**** SUPPLIED DATA
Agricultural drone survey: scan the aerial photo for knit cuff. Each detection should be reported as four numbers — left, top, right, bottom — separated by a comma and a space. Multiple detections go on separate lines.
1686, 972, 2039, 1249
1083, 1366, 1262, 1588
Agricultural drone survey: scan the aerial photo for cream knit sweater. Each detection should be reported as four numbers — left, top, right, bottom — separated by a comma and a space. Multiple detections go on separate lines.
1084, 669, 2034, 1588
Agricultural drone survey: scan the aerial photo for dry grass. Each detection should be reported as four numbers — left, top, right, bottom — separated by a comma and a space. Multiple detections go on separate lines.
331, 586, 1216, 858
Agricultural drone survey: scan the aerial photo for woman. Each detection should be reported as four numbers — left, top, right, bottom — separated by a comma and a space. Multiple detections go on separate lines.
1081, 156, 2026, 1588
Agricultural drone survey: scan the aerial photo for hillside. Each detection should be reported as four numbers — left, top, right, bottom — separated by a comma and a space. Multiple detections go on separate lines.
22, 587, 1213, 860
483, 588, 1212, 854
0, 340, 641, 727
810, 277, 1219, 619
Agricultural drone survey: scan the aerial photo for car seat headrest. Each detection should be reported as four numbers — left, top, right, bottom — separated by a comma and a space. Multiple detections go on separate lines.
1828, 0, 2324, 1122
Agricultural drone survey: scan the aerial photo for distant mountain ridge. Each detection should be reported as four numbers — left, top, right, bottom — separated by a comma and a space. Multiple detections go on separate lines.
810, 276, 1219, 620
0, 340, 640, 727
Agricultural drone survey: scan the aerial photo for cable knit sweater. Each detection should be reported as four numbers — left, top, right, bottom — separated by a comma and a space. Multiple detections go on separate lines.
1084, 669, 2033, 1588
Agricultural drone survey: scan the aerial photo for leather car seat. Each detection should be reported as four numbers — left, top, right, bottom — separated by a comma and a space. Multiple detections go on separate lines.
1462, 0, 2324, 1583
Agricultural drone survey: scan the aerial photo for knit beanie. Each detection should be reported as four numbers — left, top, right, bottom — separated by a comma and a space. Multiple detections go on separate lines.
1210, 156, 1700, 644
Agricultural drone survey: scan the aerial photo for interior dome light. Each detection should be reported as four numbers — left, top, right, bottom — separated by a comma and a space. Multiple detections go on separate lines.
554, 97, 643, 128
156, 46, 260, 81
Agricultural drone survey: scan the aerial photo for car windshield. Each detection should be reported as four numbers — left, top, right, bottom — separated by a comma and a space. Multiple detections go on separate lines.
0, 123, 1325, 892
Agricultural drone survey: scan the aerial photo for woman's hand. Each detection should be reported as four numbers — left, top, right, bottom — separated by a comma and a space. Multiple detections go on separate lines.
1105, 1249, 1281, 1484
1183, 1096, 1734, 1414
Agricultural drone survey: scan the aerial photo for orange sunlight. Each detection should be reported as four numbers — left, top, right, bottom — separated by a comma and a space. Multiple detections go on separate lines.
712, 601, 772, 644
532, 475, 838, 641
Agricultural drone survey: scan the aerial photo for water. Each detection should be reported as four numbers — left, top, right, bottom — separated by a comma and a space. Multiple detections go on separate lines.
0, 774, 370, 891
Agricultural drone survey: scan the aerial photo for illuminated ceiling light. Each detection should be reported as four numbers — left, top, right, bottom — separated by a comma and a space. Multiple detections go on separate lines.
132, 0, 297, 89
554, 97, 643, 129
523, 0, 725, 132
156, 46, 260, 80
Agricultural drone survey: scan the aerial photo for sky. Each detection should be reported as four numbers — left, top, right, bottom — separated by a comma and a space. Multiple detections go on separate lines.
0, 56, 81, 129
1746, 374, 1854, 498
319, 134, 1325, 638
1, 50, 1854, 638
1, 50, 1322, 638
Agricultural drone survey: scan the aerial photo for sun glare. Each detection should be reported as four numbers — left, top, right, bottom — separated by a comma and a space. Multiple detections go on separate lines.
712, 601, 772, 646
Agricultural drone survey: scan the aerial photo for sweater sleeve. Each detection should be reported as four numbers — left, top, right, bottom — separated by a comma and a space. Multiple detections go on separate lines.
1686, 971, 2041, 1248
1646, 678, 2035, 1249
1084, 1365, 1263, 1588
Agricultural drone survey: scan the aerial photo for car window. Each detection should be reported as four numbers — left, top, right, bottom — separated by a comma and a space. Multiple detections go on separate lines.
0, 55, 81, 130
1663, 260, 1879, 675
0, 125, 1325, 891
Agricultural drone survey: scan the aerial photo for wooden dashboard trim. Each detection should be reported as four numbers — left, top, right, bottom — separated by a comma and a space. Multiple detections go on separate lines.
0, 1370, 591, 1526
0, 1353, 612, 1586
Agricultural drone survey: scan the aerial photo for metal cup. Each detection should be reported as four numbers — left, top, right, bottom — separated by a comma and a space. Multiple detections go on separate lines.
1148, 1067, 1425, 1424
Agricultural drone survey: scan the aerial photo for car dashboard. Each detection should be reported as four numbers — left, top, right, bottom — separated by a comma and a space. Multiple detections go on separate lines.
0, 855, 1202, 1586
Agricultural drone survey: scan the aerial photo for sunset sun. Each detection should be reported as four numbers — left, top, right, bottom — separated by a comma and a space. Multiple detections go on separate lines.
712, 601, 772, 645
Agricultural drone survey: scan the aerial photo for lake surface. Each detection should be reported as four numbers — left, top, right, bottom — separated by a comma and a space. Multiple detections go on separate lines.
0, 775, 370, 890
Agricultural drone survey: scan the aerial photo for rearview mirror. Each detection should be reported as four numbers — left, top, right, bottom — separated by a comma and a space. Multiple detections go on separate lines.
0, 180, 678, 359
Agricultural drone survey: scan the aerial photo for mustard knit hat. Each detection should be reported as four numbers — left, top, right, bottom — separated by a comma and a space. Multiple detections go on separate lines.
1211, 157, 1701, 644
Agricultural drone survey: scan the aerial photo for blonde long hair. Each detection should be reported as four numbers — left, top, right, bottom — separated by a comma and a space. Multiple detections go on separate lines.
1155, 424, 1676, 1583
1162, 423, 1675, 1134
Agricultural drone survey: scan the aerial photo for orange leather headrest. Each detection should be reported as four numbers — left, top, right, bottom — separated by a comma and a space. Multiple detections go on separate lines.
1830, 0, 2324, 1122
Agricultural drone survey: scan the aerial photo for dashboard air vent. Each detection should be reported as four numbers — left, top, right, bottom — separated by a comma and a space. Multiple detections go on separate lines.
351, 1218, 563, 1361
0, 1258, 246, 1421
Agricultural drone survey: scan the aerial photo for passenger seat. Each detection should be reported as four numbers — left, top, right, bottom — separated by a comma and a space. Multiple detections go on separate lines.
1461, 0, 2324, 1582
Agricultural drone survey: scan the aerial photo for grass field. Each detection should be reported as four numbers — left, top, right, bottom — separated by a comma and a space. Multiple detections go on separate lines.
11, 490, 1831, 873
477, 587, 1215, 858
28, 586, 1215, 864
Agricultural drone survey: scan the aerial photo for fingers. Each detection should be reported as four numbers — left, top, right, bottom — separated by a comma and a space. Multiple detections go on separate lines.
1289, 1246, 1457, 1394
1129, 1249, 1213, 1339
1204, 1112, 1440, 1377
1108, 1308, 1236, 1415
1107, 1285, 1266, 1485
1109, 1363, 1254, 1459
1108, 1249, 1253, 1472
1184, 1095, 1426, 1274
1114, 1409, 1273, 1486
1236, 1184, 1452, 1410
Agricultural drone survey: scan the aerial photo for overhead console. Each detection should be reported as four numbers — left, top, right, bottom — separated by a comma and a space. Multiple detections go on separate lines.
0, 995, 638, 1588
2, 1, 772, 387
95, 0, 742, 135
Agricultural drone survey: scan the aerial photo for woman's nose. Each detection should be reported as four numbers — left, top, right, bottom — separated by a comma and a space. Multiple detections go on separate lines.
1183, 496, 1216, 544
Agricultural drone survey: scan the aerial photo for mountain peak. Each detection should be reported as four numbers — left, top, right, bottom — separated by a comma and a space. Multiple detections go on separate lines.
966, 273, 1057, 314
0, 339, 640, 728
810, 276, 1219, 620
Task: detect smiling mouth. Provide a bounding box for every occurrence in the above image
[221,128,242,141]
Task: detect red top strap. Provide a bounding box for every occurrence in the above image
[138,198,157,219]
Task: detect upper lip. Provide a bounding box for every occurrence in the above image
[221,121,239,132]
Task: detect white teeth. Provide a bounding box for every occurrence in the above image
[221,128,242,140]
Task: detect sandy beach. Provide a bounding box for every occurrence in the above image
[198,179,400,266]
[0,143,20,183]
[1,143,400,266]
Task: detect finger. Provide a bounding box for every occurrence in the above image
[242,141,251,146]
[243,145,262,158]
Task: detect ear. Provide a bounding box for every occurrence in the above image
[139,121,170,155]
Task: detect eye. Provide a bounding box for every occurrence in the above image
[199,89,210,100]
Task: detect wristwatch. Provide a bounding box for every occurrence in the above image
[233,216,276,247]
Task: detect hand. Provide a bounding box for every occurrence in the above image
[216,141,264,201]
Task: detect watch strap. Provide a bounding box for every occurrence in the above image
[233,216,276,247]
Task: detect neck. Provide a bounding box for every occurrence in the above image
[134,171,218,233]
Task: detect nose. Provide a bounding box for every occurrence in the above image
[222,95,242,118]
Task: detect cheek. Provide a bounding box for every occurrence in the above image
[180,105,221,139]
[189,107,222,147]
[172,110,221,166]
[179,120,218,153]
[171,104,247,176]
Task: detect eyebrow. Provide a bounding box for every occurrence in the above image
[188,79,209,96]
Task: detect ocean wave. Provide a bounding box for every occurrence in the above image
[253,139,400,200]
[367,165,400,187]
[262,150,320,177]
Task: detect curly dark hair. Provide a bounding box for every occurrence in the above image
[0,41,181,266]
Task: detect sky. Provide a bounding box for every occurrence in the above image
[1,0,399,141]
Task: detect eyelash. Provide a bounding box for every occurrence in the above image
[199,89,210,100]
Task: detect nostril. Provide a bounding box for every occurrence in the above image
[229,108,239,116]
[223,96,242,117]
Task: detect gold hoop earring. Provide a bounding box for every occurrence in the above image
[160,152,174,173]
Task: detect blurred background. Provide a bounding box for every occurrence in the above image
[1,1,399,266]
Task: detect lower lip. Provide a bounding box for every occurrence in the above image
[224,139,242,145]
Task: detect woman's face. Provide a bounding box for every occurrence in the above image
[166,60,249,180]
********
| YOUR INSTRUCTIONS |
The line with "Task: detect woman's" through the last line of the entries above: output exactly those lines and nothing else.

| TASK SOLUTION |
Task: detect woman's face. Provide a bounding box for every occurrence in the above image
[166,60,249,180]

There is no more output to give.